WHAT THIS TASK INVOLVES —
Reproduce exactly the lines below, starting with the line that contains "Reviewer note: check that each instance of the flower cluster" and ending with the last line of the records, both included, and nothing else.

════

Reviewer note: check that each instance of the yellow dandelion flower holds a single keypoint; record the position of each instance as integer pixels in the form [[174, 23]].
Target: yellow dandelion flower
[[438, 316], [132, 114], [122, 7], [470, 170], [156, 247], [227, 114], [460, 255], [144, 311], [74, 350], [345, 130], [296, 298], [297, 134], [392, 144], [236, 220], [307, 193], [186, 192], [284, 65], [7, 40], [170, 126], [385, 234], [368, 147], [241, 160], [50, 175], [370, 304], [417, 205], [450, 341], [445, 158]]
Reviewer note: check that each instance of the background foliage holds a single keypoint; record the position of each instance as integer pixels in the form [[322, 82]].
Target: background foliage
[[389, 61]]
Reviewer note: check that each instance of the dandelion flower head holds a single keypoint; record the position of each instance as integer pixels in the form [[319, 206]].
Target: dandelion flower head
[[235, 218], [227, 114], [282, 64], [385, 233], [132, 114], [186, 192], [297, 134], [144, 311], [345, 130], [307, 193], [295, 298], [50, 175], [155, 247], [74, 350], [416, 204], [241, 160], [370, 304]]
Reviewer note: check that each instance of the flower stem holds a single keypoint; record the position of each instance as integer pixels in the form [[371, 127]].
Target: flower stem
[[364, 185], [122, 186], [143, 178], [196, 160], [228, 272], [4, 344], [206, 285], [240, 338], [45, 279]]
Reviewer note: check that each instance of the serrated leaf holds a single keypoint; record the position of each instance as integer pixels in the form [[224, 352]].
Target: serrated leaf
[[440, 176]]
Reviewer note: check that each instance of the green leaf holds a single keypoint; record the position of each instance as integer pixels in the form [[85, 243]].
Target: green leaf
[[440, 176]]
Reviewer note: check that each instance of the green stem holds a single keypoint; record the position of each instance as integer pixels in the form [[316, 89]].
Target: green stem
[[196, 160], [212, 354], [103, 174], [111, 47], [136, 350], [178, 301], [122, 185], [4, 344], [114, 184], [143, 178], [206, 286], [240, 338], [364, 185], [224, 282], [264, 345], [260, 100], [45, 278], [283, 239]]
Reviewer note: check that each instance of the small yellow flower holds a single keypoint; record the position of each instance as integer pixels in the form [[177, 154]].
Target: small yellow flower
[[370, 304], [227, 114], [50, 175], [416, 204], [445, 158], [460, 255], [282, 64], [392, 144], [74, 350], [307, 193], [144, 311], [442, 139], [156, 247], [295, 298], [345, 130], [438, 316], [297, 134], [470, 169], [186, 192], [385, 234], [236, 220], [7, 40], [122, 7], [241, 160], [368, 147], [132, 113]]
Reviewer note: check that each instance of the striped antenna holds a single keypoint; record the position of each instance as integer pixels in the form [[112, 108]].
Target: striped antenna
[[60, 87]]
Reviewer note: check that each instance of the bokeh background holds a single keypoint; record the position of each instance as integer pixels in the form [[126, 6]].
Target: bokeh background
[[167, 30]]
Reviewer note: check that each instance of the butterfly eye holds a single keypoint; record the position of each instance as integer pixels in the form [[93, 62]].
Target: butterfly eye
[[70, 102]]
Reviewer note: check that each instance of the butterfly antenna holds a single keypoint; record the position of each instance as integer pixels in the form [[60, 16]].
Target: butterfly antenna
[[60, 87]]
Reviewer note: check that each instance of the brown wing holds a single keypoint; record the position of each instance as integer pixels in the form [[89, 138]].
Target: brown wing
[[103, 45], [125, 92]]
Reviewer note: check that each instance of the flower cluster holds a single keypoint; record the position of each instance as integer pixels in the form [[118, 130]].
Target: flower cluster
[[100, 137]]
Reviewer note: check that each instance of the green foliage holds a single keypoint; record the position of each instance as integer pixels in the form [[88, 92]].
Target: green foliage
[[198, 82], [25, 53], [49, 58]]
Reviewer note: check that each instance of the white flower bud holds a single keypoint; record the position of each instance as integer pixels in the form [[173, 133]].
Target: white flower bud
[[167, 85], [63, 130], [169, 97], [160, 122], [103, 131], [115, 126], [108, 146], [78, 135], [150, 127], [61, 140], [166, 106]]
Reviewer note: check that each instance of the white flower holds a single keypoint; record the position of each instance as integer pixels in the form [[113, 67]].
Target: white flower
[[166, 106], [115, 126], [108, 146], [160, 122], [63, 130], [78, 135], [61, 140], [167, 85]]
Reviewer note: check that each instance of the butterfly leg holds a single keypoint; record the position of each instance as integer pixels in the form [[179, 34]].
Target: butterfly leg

════

ANSWER FOR THIS EXERCISE —
Reviewer note: check that each instance of the flower cluster holds a single keypoint; record the position of each instance as integer pixels in the form [[118, 130]].
Target: flower cluster
[[100, 137]]
Reviewer note: check that each instance of the green foliage holds a single keypoint; record the position of each instance as integer pixels in the form [[88, 92]].
Target: green foliage
[[198, 82], [25, 53], [49, 58]]
Reviewer note: check that each instance of the white flower bud holds a single keypoint; record the position of each instance as integer pixels in the form [[173, 133]].
Target: white flower bud
[[167, 85], [63, 130], [169, 97], [160, 122], [103, 131], [115, 126], [108, 146], [78, 135], [150, 127], [61, 140], [166, 106]]
Reviewer note: check that each instance of the white flower holds a single keypoint; record the position of each instance as integer pixels in the form [[113, 67]].
Target: white flower
[[166, 106], [115, 126], [108, 146], [160, 122], [63, 130], [78, 135], [61, 140], [167, 85]]
Reviewer note: check that each instance of the butterfly leg holds a single keypoint; record the position of each instance as integer pixels in the form [[179, 34]].
Target: butterfly leg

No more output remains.